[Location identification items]
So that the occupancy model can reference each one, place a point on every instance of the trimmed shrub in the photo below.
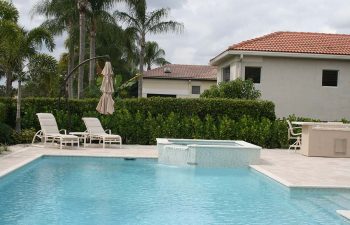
(6, 134)
(24, 137)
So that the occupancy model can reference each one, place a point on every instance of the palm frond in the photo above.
(8, 11)
(39, 36)
(166, 27)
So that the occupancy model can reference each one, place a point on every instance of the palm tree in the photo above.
(61, 16)
(154, 55)
(142, 23)
(9, 30)
(83, 8)
(99, 14)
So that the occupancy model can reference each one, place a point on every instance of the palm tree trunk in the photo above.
(8, 83)
(18, 112)
(142, 59)
(70, 68)
(82, 31)
(92, 52)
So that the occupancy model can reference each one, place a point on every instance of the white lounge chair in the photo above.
(294, 136)
(96, 132)
(49, 131)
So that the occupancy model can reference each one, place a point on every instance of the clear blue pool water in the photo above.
(74, 190)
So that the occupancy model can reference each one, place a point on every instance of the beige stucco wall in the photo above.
(295, 85)
(180, 88)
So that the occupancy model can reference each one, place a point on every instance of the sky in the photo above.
(212, 26)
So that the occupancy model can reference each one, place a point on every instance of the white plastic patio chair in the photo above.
(49, 131)
(96, 132)
(292, 135)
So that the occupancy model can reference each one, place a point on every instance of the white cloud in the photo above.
(212, 26)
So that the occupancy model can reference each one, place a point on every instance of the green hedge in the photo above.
(141, 121)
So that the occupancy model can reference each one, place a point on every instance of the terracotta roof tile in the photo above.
(183, 72)
(298, 42)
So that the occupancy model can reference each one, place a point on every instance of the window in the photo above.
(196, 90)
(226, 74)
(253, 73)
(160, 95)
(330, 78)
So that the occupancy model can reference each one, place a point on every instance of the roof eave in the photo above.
(218, 59)
(181, 78)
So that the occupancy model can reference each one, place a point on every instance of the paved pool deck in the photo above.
(286, 167)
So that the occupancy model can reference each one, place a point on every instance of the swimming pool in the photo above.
(80, 190)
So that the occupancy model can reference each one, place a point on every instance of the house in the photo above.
(306, 74)
(178, 81)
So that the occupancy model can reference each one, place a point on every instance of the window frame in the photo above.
(255, 67)
(226, 74)
(196, 86)
(323, 77)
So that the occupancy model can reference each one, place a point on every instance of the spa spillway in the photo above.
(207, 153)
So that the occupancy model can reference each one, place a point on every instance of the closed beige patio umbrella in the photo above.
(106, 103)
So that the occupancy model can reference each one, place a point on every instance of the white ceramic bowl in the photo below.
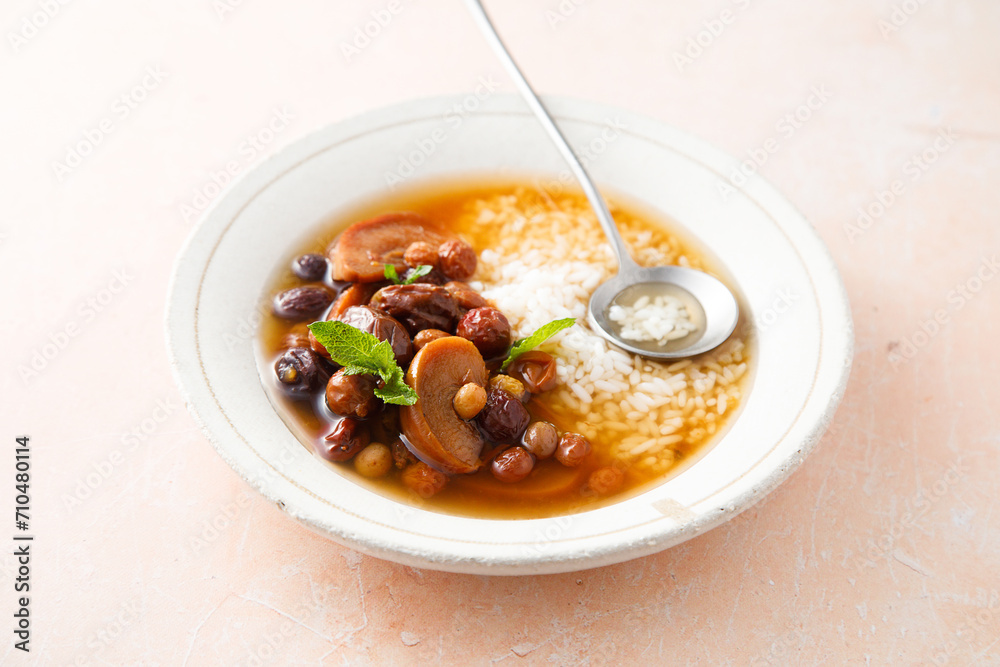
(791, 286)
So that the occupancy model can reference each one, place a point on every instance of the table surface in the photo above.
(879, 120)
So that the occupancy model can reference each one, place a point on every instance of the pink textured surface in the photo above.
(882, 548)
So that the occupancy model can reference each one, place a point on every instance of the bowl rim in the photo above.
(820, 267)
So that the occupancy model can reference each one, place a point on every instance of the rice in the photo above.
(658, 319)
(542, 260)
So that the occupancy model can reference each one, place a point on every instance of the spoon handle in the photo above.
(596, 200)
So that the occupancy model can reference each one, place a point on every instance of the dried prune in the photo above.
(311, 267)
(302, 303)
(352, 395)
(504, 418)
(346, 439)
(300, 371)
(536, 370)
(487, 328)
(512, 465)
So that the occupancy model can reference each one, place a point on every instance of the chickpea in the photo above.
(457, 259)
(423, 480)
(401, 456)
(420, 253)
(607, 480)
(296, 337)
(572, 450)
(512, 465)
(426, 336)
(375, 460)
(470, 400)
(541, 440)
(512, 386)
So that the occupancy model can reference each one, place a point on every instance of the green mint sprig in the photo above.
(360, 353)
(534, 340)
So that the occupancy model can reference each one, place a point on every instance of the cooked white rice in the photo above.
(542, 261)
(659, 319)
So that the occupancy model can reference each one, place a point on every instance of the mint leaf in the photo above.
(389, 271)
(362, 353)
(534, 340)
(418, 272)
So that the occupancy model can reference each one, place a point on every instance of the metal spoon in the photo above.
(711, 307)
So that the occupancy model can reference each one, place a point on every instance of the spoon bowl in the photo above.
(710, 305)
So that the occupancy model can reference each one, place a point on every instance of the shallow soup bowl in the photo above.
(792, 297)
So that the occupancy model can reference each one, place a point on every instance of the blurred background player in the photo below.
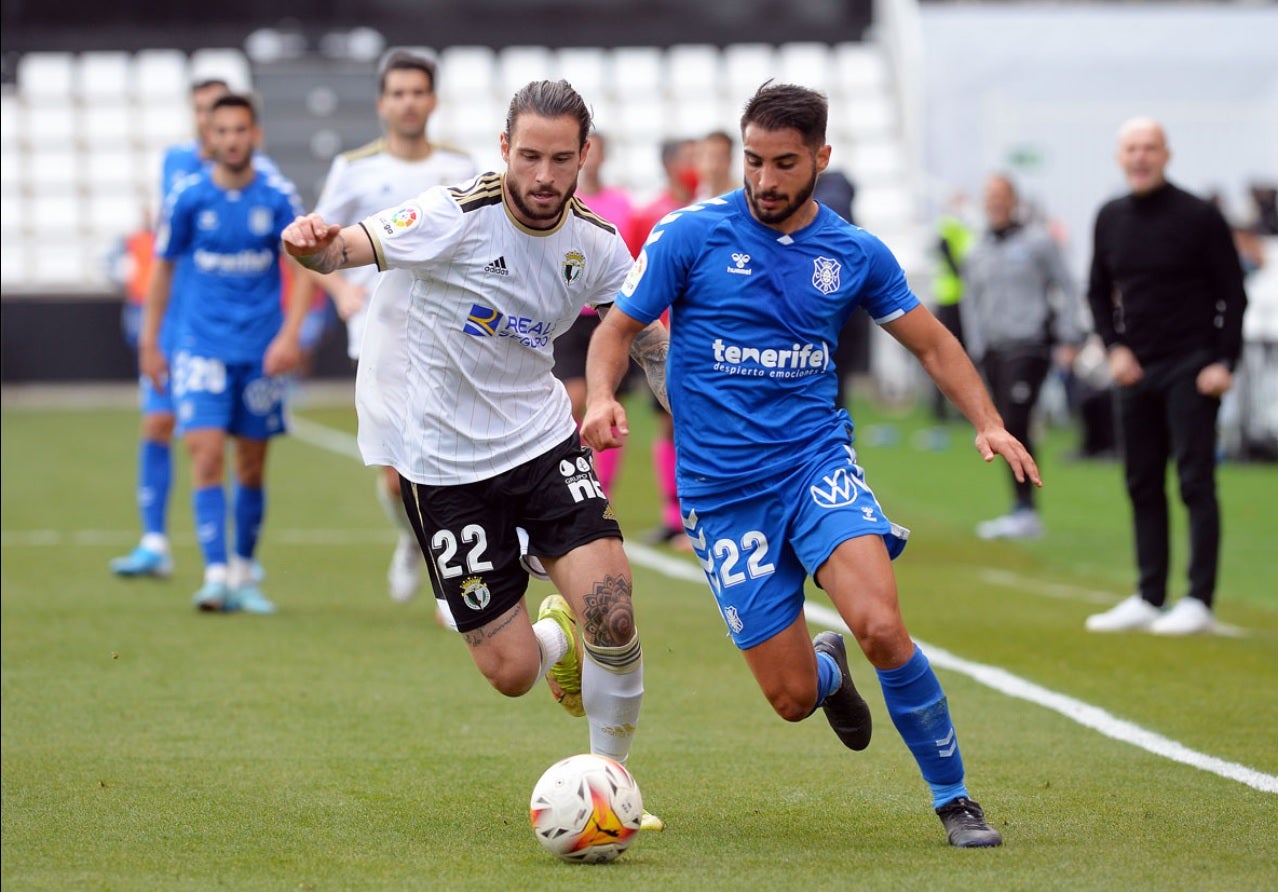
(715, 157)
(403, 162)
(229, 343)
(679, 161)
(152, 556)
(1020, 312)
(614, 205)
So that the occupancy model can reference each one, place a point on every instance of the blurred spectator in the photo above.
(853, 352)
(955, 237)
(679, 160)
(1019, 312)
(715, 165)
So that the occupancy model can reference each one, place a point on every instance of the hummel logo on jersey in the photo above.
(740, 267)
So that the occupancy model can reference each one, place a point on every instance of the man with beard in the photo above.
(455, 391)
(231, 340)
(758, 284)
(399, 165)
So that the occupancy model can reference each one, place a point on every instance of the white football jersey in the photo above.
(455, 381)
(369, 178)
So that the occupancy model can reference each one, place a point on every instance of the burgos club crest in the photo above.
(476, 593)
(824, 275)
(574, 265)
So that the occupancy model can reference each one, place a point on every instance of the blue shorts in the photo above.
(759, 545)
(153, 401)
(235, 398)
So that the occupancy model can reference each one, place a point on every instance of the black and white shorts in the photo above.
(469, 532)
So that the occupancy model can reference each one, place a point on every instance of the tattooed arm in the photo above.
(649, 348)
(326, 247)
(615, 341)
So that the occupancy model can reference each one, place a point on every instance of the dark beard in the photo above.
(785, 212)
(518, 201)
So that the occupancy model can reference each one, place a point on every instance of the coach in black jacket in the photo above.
(1167, 299)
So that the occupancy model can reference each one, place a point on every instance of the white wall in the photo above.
(1040, 91)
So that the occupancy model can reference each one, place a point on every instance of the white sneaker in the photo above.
(405, 573)
(1190, 616)
(1134, 614)
(1020, 524)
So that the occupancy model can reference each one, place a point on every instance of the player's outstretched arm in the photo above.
(326, 247)
(151, 359)
(605, 423)
(947, 363)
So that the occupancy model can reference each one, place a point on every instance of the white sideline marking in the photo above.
(991, 676)
(1011, 685)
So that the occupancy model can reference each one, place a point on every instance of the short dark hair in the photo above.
(404, 60)
(785, 106)
(205, 83)
(235, 101)
(550, 99)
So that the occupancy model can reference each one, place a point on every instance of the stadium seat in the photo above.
(50, 123)
(107, 123)
(162, 123)
(12, 120)
(102, 76)
(693, 70)
(161, 74)
(13, 171)
(860, 68)
(111, 169)
(516, 65)
(585, 68)
(54, 171)
(113, 215)
(46, 76)
(635, 70)
(58, 262)
(467, 72)
(225, 63)
(745, 67)
(807, 64)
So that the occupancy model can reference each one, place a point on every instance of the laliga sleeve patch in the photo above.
(399, 220)
(631, 283)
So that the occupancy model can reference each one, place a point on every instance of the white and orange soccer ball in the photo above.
(587, 808)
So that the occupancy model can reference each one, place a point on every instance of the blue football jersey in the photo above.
(179, 162)
(754, 318)
(230, 306)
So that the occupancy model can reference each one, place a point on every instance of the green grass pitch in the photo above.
(349, 744)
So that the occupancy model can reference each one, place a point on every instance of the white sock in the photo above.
(551, 642)
(612, 693)
(395, 510)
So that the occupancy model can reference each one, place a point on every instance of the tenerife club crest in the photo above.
(574, 265)
(824, 275)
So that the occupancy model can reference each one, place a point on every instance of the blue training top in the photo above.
(754, 318)
(178, 164)
(230, 307)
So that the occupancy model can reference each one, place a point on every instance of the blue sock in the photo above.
(155, 472)
(828, 677)
(249, 510)
(922, 716)
(210, 506)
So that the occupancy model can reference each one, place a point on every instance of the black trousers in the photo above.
(1164, 417)
(1015, 376)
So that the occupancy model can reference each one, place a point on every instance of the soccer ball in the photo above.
(587, 808)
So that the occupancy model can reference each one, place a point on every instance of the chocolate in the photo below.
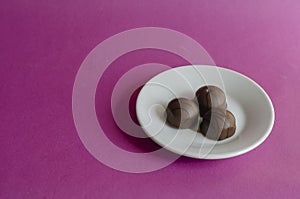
(182, 113)
(209, 97)
(218, 124)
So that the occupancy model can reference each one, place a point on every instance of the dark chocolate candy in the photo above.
(218, 124)
(182, 113)
(210, 97)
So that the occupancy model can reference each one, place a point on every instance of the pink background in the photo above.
(42, 46)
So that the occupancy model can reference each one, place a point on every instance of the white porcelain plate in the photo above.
(248, 102)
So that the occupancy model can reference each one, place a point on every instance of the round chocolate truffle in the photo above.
(182, 113)
(210, 97)
(218, 124)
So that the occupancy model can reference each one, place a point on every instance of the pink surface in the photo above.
(42, 46)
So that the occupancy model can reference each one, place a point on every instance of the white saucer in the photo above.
(248, 102)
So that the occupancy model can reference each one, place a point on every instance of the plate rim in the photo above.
(214, 156)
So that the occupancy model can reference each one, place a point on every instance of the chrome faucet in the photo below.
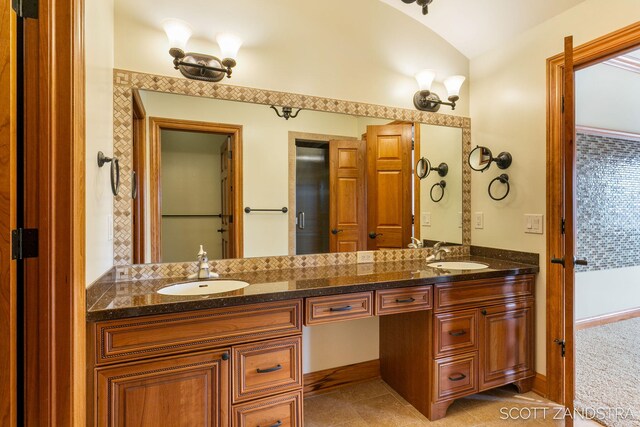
(203, 267)
(438, 252)
(415, 243)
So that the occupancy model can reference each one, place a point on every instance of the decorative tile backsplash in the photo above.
(608, 202)
(242, 265)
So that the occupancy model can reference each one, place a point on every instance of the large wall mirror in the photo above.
(233, 176)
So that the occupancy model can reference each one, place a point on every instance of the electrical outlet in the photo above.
(109, 227)
(533, 223)
(478, 220)
(426, 219)
(365, 257)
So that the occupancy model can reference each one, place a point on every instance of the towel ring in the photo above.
(115, 171)
(504, 179)
(440, 184)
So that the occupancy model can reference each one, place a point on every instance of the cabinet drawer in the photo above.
(265, 368)
(390, 301)
(143, 337)
(279, 411)
(338, 307)
(472, 293)
(455, 332)
(456, 376)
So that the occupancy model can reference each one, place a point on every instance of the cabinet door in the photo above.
(181, 391)
(507, 343)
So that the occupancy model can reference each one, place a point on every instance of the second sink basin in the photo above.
(458, 265)
(203, 287)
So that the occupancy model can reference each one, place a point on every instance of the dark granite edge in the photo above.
(99, 287)
(506, 255)
(120, 313)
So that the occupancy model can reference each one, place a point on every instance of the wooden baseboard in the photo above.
(607, 318)
(540, 385)
(329, 379)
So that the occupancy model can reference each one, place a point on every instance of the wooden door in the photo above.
(183, 391)
(8, 202)
(569, 150)
(506, 343)
(389, 186)
(347, 204)
(226, 193)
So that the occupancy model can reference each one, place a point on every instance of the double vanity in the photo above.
(235, 358)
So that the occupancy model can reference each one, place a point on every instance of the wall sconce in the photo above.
(200, 66)
(425, 100)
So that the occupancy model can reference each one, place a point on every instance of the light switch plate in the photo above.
(426, 219)
(478, 220)
(533, 223)
(365, 257)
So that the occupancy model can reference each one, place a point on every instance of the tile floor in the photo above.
(374, 403)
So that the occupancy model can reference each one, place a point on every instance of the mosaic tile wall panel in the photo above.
(608, 202)
(125, 81)
(157, 271)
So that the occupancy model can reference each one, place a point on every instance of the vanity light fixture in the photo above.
(425, 100)
(424, 3)
(200, 66)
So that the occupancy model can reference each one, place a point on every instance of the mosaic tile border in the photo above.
(125, 81)
(243, 265)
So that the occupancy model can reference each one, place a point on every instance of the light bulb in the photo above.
(229, 45)
(178, 33)
(425, 79)
(453, 85)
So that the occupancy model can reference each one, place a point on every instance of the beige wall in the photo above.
(99, 135)
(607, 98)
(441, 144)
(190, 185)
(357, 50)
(508, 107)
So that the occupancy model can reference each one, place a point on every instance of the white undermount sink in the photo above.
(458, 265)
(203, 287)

## TASK GOAL
Reproduce only the lines running from the one that contains "floor in the photo above." to the last line of the records.

## IN RESPONSE
So that the occupancy model can reference each one, place a point on every instance of the tile floor in the photo above.
(374, 403)
So that the occupancy model can reference each one, place a point on every instance of the mosaic tile wall panel in the photo above.
(608, 202)
(125, 81)
(157, 271)
So that the occupancy model can reference each one, place a point on every instance of the vanity light fixture in the photo above.
(425, 100)
(424, 3)
(200, 66)
So that the occupancy model can reference each one, place a point on every instance of the mosaic tile border in the photo above.
(125, 81)
(243, 265)
So that the occupancy model can reference each one, place a point on every instance of the light bulb in the photo above.
(229, 45)
(178, 33)
(425, 79)
(453, 85)
So that the occupancy model can reference each one, place a point on every instance of the beige wall in the photo above.
(99, 135)
(607, 98)
(441, 144)
(190, 185)
(357, 50)
(508, 107)
So that the occupancy model can reference each one, place a point on every instance of the white undermount sink in the photo above.
(458, 265)
(203, 287)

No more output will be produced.